**BRIEF 1**.
State how many lines in the listing contain the string "blue". Case counts, and the reply is the number alone.
************
CERN - The Standard Model

  What physicists have “seen” are some of the missing pieces of the “standard model”. Here is a proposed example of the standard model puzzle:

http://web.infn.it/superb/images/stories/immagini/standard_model_from_fermi_lab.jpg



  For example, with existing particle colliders, they have seen “anti-electrons" (AKA positrons), and plenty of others.


  Clues to the early Universe

  The Universe has changed a great deal in the 13.7 billion years since the Big Bang, but the basic building blocks of everything from microbes to galaxies were signed, sealed and delivered in the first few millionths of a second. This is when the fundamental quarks became locked up within the protons and neutrons that form atomic nuclei. And there they remain, stuck together by gluons, the carrier particles of the strong force. This force is so strong that experiments have not been able to prise individual quarks or gluons out of protons, neutrons or other composite particles.

  Primordial soup

  Suppose, however, that you could reverse the process. The current theory of the strong interaction predicts that at very high temperatures and very high densities, quarks and gluons should no longer be confined inside composite particles. Instead they should exist freely in a new state of matter known as ‘quark-gluon plasma’.

  Such a transition should occur when the temperature goes above a value around 2000 billion degrees - about 100 000 times hotter than the core of the Sun! For a few millionths of a second after the Big Bang the temperature of the Universe was indeed above this value, so the entire Universe would have been in a state of quark-gluon plasma – a hot, dense ‘soup’ of quarks and gluons. Then as the Universe cooled below the critical value, the soup condensed into composite particles, including the building blocks of atomic nuclei.

  The thing to realize here is that a particle accelerator such as the LHC only smashes tiny beams of particles together, like the nuclei of atoms. For the size of particles we are talking about, yes it is an immense amount of energy, but in terms of the size of everyday things, it’s easy to contain. From a published paper on the LHC: “The total energy stored in each beam is about 360 MJ.” The MJ stands for “Mega-Joules” in layman’s terms we can first see the relationship to something we are familiar with: the watt. 
  A Watt is power. A Joule is Energy. A Joule is 1 Watt X 1 Second. Watts are units of Power, whereas Joules are units of Energy. Power is Energy in accordance to time: P = E/t. So One Watt of Power is equal to one Joule per second. P=E/t

  1 Watt = 1 Joule/ 1 second

  The whole colliding process is over in about 85 micro-seconds. (85 millionths of a second). So the power released is roughly 360,000,000 J / .000085 s = 4 trillion watts. 

  But, the beam is deflected by magnets within 89 micro-seconds of the initial collision, and travels through a 700 m long transfer line towards the graphite block located about 940 m downstream from the deflection magnets. Each beam hits a separate location on the graphite block, limiting the maximum temperature inside the graphite to about 
  700 0C.


  Each fundamental force has its own corresponding boson particle – the strong force is carried by the ‘gluon’, the electromagnetic force is carried by the ‘photon’, and the ‘W and Z bosons’ are responsible for the weak force. Although not yet found, the ‘graviton’ should be the corresponding force-carrying particle of gravity. When it comes to the minuscule scale of particles, the effect of gravity is so weak as to be negligible. Only when we have matter in bulk, such as in ourselves or in planets, does the effect of gravity dominate. So the Standard Model still works well despite its reluctant exclusion of one of the fundamental forces.
************
**BRIEF 2**.
Name each fundamental force mentioned in the last paragraph of the Standard Model excerpt.
************
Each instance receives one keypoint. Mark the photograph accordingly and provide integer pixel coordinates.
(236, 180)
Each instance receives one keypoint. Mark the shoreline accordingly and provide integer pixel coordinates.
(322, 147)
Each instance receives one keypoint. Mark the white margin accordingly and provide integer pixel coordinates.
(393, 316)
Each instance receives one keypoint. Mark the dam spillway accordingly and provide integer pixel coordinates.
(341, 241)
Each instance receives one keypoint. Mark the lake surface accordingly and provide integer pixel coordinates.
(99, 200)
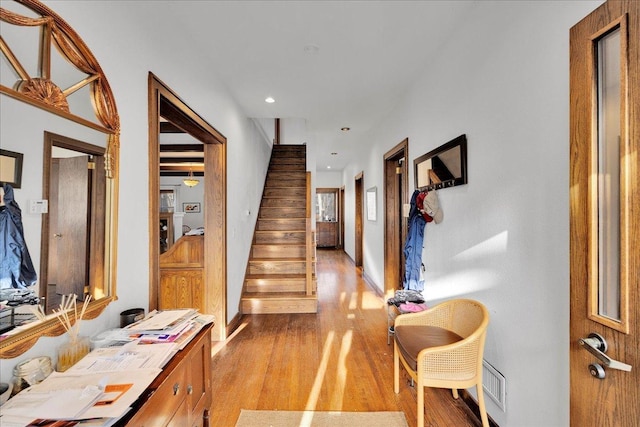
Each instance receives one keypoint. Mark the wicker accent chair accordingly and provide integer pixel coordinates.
(442, 347)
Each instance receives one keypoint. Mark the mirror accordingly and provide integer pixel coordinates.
(446, 166)
(326, 204)
(53, 90)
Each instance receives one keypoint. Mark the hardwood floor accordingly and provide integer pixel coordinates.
(335, 360)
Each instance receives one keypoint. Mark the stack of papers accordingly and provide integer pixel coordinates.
(100, 388)
(78, 396)
(168, 326)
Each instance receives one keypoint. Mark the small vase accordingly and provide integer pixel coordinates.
(71, 352)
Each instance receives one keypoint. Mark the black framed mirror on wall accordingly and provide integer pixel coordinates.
(443, 167)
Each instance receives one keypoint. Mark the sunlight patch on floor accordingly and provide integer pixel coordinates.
(337, 396)
(217, 346)
(312, 402)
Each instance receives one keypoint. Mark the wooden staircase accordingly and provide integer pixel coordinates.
(280, 275)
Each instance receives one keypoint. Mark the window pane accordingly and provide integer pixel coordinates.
(609, 114)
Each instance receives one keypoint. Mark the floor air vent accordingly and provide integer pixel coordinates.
(494, 384)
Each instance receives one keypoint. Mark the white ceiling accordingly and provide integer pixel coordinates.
(369, 53)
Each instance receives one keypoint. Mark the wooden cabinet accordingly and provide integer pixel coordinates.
(182, 275)
(327, 233)
(181, 395)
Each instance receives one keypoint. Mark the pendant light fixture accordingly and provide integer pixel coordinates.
(190, 181)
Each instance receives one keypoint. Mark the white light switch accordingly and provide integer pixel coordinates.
(38, 206)
(406, 208)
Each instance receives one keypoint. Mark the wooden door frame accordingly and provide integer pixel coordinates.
(341, 218)
(359, 226)
(215, 194)
(395, 224)
(612, 399)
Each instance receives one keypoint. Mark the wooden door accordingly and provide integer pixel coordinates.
(605, 216)
(69, 214)
(396, 194)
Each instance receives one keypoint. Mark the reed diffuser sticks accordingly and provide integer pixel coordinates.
(69, 304)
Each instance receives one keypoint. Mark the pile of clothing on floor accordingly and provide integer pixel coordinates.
(408, 301)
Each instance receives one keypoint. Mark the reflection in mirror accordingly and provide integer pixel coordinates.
(72, 260)
(51, 82)
(446, 166)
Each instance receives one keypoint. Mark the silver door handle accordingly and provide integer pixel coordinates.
(596, 345)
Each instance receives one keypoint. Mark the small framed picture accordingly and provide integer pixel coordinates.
(191, 207)
(11, 168)
(371, 204)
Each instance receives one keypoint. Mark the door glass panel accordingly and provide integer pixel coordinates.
(609, 117)
(326, 207)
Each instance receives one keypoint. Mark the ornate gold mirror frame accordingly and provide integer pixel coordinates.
(41, 92)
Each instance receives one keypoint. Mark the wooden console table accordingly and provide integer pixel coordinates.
(181, 395)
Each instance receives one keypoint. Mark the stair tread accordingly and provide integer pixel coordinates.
(283, 276)
(279, 295)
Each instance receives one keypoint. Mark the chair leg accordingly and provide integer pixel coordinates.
(420, 404)
(396, 368)
(483, 409)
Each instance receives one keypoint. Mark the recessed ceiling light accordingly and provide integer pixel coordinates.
(311, 49)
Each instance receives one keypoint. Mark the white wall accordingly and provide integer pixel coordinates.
(328, 179)
(128, 42)
(503, 79)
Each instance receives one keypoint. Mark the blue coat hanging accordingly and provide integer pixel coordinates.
(16, 267)
(413, 246)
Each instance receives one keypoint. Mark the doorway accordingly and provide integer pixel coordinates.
(165, 104)
(359, 194)
(396, 195)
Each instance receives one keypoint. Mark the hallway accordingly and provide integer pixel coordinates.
(337, 360)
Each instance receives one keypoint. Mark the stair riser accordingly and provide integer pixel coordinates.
(282, 202)
(281, 225)
(267, 285)
(255, 306)
(287, 167)
(278, 251)
(288, 160)
(283, 212)
(276, 267)
(275, 192)
(284, 186)
(280, 237)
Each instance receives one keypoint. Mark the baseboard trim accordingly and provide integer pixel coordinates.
(234, 323)
(474, 408)
(369, 281)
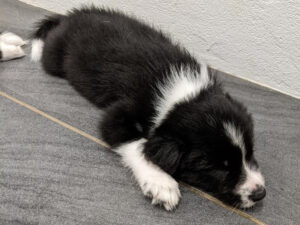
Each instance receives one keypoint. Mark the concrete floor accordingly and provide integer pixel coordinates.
(52, 175)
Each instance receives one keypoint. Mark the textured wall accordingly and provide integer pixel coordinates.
(258, 40)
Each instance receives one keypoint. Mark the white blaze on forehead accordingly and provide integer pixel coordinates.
(37, 46)
(254, 178)
(235, 135)
(183, 84)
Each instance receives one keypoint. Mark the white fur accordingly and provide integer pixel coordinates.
(183, 84)
(10, 51)
(153, 181)
(12, 39)
(235, 135)
(37, 46)
(254, 178)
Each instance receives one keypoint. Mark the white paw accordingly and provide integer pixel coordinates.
(163, 190)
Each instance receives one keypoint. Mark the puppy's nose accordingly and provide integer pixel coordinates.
(258, 194)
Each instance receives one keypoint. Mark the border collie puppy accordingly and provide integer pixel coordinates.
(166, 114)
(10, 46)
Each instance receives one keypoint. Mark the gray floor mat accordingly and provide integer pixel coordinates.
(50, 175)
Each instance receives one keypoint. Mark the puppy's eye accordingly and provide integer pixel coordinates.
(225, 163)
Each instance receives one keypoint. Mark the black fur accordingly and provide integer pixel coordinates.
(117, 62)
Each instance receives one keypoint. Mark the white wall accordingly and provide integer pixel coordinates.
(258, 40)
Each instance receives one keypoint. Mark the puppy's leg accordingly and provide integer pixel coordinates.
(154, 182)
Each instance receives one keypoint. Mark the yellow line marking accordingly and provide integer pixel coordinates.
(68, 126)
(102, 143)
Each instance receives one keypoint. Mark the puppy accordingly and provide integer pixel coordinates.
(10, 46)
(167, 116)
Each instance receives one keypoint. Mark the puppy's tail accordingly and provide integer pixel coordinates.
(42, 29)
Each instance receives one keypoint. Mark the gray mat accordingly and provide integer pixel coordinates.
(50, 175)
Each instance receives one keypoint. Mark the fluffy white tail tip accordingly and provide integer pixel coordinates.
(36, 49)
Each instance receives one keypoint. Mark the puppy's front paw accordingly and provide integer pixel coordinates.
(163, 190)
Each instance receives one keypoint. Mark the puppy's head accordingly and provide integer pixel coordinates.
(208, 143)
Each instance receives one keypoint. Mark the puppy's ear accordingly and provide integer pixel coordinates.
(164, 152)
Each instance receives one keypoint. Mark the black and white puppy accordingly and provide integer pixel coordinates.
(10, 46)
(166, 115)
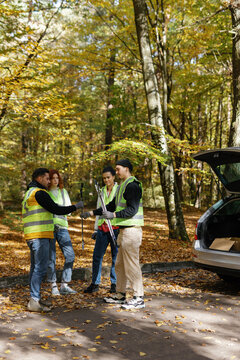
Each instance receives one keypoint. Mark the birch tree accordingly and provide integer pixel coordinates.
(167, 175)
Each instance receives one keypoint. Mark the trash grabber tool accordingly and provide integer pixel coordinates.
(104, 209)
(81, 196)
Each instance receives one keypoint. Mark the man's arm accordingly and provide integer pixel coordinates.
(110, 207)
(45, 200)
(132, 195)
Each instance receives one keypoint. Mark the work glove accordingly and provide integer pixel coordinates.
(108, 215)
(79, 205)
(94, 235)
(85, 215)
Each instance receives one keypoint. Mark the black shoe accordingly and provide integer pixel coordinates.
(92, 288)
(113, 288)
(118, 298)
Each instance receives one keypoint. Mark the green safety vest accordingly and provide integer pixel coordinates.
(37, 222)
(107, 199)
(121, 204)
(60, 200)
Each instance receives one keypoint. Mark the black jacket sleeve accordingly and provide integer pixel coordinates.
(132, 195)
(45, 200)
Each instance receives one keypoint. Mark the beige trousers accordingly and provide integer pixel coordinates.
(127, 264)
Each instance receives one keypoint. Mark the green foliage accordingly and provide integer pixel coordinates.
(55, 66)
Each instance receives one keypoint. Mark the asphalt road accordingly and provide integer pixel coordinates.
(187, 316)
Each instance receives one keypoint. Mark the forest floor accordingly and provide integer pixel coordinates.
(156, 245)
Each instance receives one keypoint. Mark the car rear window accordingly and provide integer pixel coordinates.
(229, 174)
(231, 208)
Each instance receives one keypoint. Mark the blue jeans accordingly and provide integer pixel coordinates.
(39, 249)
(63, 238)
(101, 244)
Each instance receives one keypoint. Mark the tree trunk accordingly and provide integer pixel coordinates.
(167, 175)
(110, 84)
(234, 136)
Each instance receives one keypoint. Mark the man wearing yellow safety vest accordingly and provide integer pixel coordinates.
(38, 209)
(126, 211)
(102, 235)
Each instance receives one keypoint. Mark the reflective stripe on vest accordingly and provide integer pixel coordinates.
(37, 222)
(60, 200)
(107, 199)
(121, 204)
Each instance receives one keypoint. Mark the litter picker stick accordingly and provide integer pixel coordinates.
(81, 195)
(104, 209)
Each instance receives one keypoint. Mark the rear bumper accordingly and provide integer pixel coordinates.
(221, 262)
(219, 270)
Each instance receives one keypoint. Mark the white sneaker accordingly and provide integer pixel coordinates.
(64, 290)
(136, 302)
(55, 291)
(36, 306)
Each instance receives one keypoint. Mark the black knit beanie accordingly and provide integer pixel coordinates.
(125, 163)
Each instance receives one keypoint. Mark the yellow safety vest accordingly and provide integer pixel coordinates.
(121, 204)
(37, 222)
(107, 199)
************
**COMPLETE ANSWER 1**.
2

**COMPLETE ANSWER 2**.
Strong force, electromagnetic force, weak force, gravity